### Exercise directions
Reproduce all of the data below word for word, keeping every line as it appears.

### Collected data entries
..............................

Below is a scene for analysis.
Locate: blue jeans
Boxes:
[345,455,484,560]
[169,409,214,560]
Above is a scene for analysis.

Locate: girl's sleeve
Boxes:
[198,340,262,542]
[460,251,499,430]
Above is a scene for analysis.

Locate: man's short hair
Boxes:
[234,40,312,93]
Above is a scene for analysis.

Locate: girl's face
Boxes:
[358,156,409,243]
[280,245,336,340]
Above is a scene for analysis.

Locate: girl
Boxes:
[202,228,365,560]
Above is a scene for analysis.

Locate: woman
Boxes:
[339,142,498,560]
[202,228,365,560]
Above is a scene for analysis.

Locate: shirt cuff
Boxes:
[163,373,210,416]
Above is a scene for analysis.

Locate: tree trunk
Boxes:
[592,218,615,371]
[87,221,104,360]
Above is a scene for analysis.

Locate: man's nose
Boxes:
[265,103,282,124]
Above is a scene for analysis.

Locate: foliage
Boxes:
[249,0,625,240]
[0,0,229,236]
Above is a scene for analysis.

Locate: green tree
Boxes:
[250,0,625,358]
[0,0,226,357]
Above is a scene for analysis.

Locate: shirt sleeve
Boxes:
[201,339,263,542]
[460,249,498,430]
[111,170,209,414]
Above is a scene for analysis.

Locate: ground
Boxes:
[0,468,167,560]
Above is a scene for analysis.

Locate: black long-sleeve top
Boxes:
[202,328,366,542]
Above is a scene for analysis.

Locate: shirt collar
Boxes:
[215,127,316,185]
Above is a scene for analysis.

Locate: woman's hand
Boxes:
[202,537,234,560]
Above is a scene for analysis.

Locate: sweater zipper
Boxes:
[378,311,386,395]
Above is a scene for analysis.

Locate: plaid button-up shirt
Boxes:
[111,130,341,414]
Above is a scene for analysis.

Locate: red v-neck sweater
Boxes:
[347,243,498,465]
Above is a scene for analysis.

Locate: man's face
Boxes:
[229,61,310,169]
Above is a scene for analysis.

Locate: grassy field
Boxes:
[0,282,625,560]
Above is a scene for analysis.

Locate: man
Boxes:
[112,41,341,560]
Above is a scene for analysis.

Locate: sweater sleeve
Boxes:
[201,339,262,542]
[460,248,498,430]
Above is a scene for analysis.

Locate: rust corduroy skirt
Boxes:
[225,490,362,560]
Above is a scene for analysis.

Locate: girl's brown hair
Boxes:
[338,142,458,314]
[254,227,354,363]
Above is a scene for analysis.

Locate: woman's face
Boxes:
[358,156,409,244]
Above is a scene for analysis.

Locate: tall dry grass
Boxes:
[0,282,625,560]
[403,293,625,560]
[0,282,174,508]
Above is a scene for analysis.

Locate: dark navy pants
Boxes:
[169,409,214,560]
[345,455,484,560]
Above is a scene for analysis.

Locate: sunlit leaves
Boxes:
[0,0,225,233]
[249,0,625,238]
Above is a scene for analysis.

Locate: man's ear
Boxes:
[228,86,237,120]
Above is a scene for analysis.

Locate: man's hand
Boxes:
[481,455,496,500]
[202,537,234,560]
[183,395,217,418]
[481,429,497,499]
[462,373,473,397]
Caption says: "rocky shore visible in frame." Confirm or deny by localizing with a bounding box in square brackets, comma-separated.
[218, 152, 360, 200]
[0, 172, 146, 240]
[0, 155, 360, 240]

..............................

### Result for this exercise
Below is a scene for analysis.
Locate: blue jeans
Boxes:
[345,455,484,560]
[169,409,214,560]
Above is a scene for analysis.

Locate: girl's sleeve
Boxes:
[198,340,262,542]
[460,251,499,430]
Above is a scene for analysis.

Locate: man's short hair
Boxes:
[234,40,312,93]
Above is a scene for analysis.

Locate: girl's face
Boxes:
[358,156,409,243]
[280,245,336,340]
Above is a scene for analysis.

Locate: girl
Boxes:
[202,228,365,560]
Above is a scene for analysis.

Locate: woman
Boxes:
[339,142,498,560]
[202,228,365,560]
Above is a scene for analysis.

Locate: shirt cuff
Boxes:
[163,373,210,416]
Above is a scene for analysis.

Locate: tree trunk
Boxes:
[592,218,615,371]
[87,221,104,360]
Above is a scene for analysis.

Locate: man's nose
Boxes:
[265,103,282,124]
Above is a scene for analysis.

Locate: foliage
Boxes:
[249,0,625,240]
[0,0,229,236]
Above is a scene for analysis.

Locate: green tree
Boxes:
[250,0,625,358]
[0,0,226,357]
Above is a scene for analysis.

Locate: shirt sleeve
Boxes:
[201,339,263,542]
[460,249,498,430]
[111,170,209,414]
Above is a scene for analysis.

Locate: ground
Boxes:
[0,468,167,560]
Above is a scene for analysis.

Locate: black long-sleeve top
Boxes:
[202,328,366,542]
Above is a scene for analysis.

Locate: shirt collar
Boxes:
[215,127,316,185]
Above is a scene for analysis.

Locate: woman's hand
Boxes:
[202,537,234,560]
Above is a scene for analysis.

Locate: sweater zipper
Boxes:
[378,311,386,395]
Above is a scene for analysis.

Locate: plaid button-up shirt
Boxes:
[111,130,341,414]
Above is a scene for analysis.

Locate: red v-neck sweater
Boxes:
[347,243,498,465]
Above is a scene for analysis.

Locate: man's face
Boxes:
[229,61,310,169]
Above is a scene for analysis.

Locate: grassy field
Boxes:
[0,282,625,560]
Above is a scene for analysis.

Locate: man
Boxes:
[112,41,341,560]
Above is a scene for analysis.

Locate: sweater sleeve
Boxes:
[201,339,262,542]
[460,248,498,430]
Above is a scene for analysis.

Locate: rust corduroy skirt
Boxes:
[225,490,362,560]
Above is a scene for analysis.

Locate: girl's brown hair
Boxes:
[338,142,458,314]
[254,227,354,363]
Above is a scene for analysis.

Locate: woman's face
Boxes:
[358,156,409,244]
Above is a scene for analysis.

Locate: tall dry grass
Boxes:
[0,282,625,560]
[403,293,625,560]
[0,282,174,508]
Above is a scene for analysis.

Locate: dark navy pants
Boxes:
[169,409,214,560]
[345,455,484,560]
Above is a scene for analysis.

Locate: sunlit leaves
Boxes:
[0,0,225,233]
[249,0,625,238]
Above is a scene for analysis.

Locate: man's ear
Boxes:
[228,86,237,120]
Above is a scene for analysis.

Locate: man's hand
Boxes:
[481,455,496,500]
[202,537,234,560]
[183,395,217,418]
[481,429,497,499]
[462,373,473,397]
Caption says: "rocky shore visible in frame." Confirm or deny by localizing with a bounding box in square brackets, comma-separated.
[218, 152, 360, 200]
[0, 172, 146, 240]
[0, 155, 360, 240]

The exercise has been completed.